Requests:
1 - In the passage about Cromwell and his son Dick, which book did Oliver, writing from Ireland, urge Dick to read?
2 - Extend the passage about Cromwell and his son Dick, picking up after its final sentence.

Supplied text:
☆ ☆ ☆ ☆

Page 44 of Cromwell


  But Cromwell’s worries over Dick were probably justified. The son’s portrait shows a face of infinitely softer contours than his father’s; gone are the musing wonderful eyes; the mouth is over-sensitive; the whole expression sweet and a little timid. The contemporary verdict on him in youth was correspondingly of a rather weak, gentle young man, whom Lucy Hutchinson called a peasant by nature – country gentleman might have been a kinder way of putting it. Perhaps he had been unfortunate in growing to manhood at the exact period of his father’s meteoric rise to national fame as a military leader (his dead brothers were both grown up before Oliver left obscurity). At any rate the father continued to mull over the son’s deficiencies long after the marriage ceremony had officially parted them; Oliver had a particular obsession about Dick’s reading matter. In the summer he urged Richard Mayor to get his new son-in-law to read more, perhaps history and geography might do the trick. A year later, from Ireland, Oliver personally adjured Dick to read Raleigh’s History of the World, a book whose contents make it easy to understand why Cromwell, not at first sight a particularly bookish man, should single it out for special approbation. Raleigh’s message accorded all to well with Oliver’s own theories: his whole history was designed to show that “an omnipotent God visits upon sinful men and nations just and inevitable punishments”. In another phrase Raleigh wrote: “There is not therefore the smallest accident, which may seem unto men as falling by chance and of no consequence, but that the same is caused by God to effect somewhat else by .. .”15 It was no wonder that Oliver, raised on the doctrines of Dr Thomas Beard, swore by the book, and recommended it so passionately to the laxer Richard.

  Otherwise Oliver, while encouraging Dick as a correspondent (“I take your letters kindly: I like expressions when they come plainly from the heart, and are not strained or affected”) was full of the more spiritual advice that he was fond of spreading about his children as they grew up. Dick was adjured to “Seek the Lord and His face continually” as Bridget had once been. Like Bridget, the subject of his marriage was touched upon, although introduced with slightly more tact in deference to Richard’s masculinity: “You will think (perhaps) I need not advise you to love your wife. The Lord teach you how to do it, or else it will be done ill-favouredly. Though marriage be no instituted Sacrament, yet here the undefiled bed is, and love, this union aptly resembles Christ and His Church. If you can truly love your wife, what [love] doth Christ bear to His Church and every poor soul therein.”16 Taken in conjunction with the somewhat similar comparisons expressed to Bridget on the image of Christ to be found in her bridegroom, and the vivid personal interest which Oliver continued to take in the relationship of Dick and Doll, one gets the impression that his vicarious role as match-maker cum Puritan father was one that Oliver Cromwell much enjoyed.

☆ ☆ ☆ ☆

Saved data entries
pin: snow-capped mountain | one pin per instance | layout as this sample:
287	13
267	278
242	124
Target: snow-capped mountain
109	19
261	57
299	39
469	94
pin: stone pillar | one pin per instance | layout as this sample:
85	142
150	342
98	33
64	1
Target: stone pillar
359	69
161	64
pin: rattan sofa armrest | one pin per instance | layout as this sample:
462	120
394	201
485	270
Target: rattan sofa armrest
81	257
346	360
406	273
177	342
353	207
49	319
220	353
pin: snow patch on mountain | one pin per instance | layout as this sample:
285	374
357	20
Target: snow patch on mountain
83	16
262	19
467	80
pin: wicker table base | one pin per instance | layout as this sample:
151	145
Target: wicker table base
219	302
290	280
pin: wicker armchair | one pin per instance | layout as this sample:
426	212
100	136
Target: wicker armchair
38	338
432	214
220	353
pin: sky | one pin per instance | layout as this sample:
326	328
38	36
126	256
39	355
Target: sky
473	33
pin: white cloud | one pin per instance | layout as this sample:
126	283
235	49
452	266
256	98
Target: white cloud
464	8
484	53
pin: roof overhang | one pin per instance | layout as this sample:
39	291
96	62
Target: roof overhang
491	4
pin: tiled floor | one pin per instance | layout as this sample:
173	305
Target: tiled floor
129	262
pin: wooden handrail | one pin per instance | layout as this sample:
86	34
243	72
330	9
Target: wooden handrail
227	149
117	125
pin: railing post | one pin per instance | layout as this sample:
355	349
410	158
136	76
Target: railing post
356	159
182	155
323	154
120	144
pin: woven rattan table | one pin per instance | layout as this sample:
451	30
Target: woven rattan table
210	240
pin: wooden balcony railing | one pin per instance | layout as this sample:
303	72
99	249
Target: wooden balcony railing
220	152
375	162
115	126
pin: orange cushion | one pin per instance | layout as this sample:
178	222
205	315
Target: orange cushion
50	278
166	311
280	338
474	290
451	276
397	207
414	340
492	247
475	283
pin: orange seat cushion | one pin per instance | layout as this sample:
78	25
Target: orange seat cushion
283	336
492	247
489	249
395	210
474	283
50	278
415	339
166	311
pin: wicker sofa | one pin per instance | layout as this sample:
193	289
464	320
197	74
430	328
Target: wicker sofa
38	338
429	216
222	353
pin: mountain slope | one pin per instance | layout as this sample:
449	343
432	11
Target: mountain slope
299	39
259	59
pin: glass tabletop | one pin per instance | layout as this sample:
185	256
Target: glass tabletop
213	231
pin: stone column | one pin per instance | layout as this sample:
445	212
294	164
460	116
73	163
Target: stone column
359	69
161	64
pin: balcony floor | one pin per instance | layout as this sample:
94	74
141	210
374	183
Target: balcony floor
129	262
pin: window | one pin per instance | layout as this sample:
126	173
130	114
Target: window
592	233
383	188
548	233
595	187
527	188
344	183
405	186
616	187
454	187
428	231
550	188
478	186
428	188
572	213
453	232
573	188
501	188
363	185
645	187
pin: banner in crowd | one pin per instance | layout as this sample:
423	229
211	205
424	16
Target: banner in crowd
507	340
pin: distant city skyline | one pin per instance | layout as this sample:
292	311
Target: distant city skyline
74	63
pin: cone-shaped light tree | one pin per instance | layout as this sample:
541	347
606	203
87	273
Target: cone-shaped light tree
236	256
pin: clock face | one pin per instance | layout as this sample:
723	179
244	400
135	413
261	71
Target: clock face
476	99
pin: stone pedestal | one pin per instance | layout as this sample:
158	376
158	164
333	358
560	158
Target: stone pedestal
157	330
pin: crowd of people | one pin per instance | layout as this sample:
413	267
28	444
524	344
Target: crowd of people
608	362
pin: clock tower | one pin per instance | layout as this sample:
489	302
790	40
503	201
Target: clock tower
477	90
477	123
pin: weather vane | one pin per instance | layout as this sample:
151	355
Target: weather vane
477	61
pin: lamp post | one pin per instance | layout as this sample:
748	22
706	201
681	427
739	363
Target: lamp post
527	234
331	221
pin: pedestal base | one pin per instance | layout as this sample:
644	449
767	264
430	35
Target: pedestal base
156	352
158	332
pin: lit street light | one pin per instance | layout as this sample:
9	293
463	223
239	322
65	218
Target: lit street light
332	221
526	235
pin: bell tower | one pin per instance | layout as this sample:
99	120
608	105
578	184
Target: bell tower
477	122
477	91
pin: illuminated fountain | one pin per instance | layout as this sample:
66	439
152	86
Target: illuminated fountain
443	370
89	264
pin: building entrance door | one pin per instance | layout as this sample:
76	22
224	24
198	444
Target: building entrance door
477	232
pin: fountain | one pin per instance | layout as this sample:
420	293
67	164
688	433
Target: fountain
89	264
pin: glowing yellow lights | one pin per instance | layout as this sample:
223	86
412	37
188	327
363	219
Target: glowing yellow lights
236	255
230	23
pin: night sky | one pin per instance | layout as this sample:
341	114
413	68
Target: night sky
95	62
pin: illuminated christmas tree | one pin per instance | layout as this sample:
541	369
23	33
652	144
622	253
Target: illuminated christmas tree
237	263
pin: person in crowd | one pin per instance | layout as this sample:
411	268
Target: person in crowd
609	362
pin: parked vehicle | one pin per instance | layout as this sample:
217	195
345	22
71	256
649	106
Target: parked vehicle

☆ ☆ ☆ ☆

Answers to the exercises:
1 - Raleigh's History of the World.

2 -
  The zest shown by Oliver in his pre-wedding correspondence with Mayor was the more remarkable in that a new danger level in the affairs of state was rising from the end of February onwards which might well have put paid to his energetic domestic mood and damped his cheer. Royalist apathy, especially abroad, could not be expected to last for ever. All Europe had gasped at the death of King Charles. The diplomatic contacts open to the new Commonwealth were minimal in a continent where far too many countries were ruled by crowned heads to view such proceedings in England with anything like equanimity. For a time the Commonwealth was in a manner of speaking sent to diplomatic Coventry. And there were persistent rumours of military intervention from abroad, perhaps by the Duke of Lorraine. Meanwhile in Scotland, the new King Charles n had been proclaimed on the instant of the reception of the news of his father’s death, and the gallant Montrose had vowed in a passionate poem to sing his royal master’s obsequies “with trumpet sounds, And write thine epitaph in blood and wounds”. But it was in fact from Ireland that menace to the new State seemed to loom most immediately.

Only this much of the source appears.